Assignment: The full listing should be transcribed verbatim.

Material for this task:
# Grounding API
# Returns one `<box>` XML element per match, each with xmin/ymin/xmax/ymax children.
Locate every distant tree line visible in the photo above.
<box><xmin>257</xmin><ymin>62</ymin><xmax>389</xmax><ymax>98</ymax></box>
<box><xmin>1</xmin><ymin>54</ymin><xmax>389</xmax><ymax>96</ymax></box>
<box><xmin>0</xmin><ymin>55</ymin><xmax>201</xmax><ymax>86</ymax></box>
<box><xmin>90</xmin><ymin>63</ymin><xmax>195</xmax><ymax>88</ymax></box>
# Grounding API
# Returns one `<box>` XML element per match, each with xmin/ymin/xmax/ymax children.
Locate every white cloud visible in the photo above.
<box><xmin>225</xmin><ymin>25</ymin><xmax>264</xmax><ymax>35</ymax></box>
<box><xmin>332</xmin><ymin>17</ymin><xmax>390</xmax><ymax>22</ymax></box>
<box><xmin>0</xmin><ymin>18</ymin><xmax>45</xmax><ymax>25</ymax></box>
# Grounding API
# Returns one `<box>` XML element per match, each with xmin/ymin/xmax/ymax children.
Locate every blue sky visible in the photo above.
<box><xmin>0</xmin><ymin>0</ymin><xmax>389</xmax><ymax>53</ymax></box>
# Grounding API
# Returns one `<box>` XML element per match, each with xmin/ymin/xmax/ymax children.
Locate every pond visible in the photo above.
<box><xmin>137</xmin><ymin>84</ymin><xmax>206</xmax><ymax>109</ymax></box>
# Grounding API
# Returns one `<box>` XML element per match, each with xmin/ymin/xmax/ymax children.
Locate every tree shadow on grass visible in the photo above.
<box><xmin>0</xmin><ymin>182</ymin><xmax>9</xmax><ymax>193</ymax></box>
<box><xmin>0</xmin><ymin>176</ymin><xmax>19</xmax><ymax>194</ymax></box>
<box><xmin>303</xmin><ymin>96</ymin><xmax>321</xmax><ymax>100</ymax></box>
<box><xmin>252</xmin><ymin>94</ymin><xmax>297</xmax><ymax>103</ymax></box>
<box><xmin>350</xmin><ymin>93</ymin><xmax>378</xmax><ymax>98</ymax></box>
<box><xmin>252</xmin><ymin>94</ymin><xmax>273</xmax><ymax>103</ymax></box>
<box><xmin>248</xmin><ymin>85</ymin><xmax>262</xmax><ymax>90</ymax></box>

Reply:
# Grounding API
# Returns one `<box>` XML element per match, each with xmin/ymin/xmax/ymax children.
Locate every distant tree line visible in the photo above.
<box><xmin>257</xmin><ymin>62</ymin><xmax>389</xmax><ymax>98</ymax></box>
<box><xmin>1</xmin><ymin>54</ymin><xmax>389</xmax><ymax>96</ymax></box>
<box><xmin>0</xmin><ymin>55</ymin><xmax>201</xmax><ymax>86</ymax></box>
<box><xmin>90</xmin><ymin>63</ymin><xmax>195</xmax><ymax>88</ymax></box>
# Grounding API
# Returns one `<box>` XML element per match, each with xmin/ymin/xmax/ymax children.
Locate every white cloud visible in the photo above.
<box><xmin>225</xmin><ymin>25</ymin><xmax>264</xmax><ymax>35</ymax></box>
<box><xmin>332</xmin><ymin>17</ymin><xmax>390</xmax><ymax>22</ymax></box>
<box><xmin>0</xmin><ymin>18</ymin><xmax>45</xmax><ymax>25</ymax></box>
# Grounding API
# Returns one `<box>` XML element per match, each with xmin/ymin/xmax/ymax children.
Locate every blue sky visible in the photo above.
<box><xmin>0</xmin><ymin>0</ymin><xmax>389</xmax><ymax>53</ymax></box>
# Grounding API
# Returns one `<box>` XML element per match, each with xmin/ymin/xmax/ymax children.
Locate every pond visible in the photo above.
<box><xmin>137</xmin><ymin>84</ymin><xmax>206</xmax><ymax>109</ymax></box>
# Grounding API
# Returns one `<box>` XML element per match, each with xmin/ymin/xmax/ymax children.
Locate every tree shadow on grass visible in the photo above.
<box><xmin>0</xmin><ymin>182</ymin><xmax>9</xmax><ymax>193</ymax></box>
<box><xmin>0</xmin><ymin>176</ymin><xmax>19</xmax><ymax>194</ymax></box>
<box><xmin>303</xmin><ymin>96</ymin><xmax>321</xmax><ymax>100</ymax></box>
<box><xmin>252</xmin><ymin>94</ymin><xmax>297</xmax><ymax>103</ymax></box>
<box><xmin>350</xmin><ymin>93</ymin><xmax>378</xmax><ymax>98</ymax></box>
<box><xmin>252</xmin><ymin>94</ymin><xmax>273</xmax><ymax>103</ymax></box>
<box><xmin>248</xmin><ymin>85</ymin><xmax>262</xmax><ymax>90</ymax></box>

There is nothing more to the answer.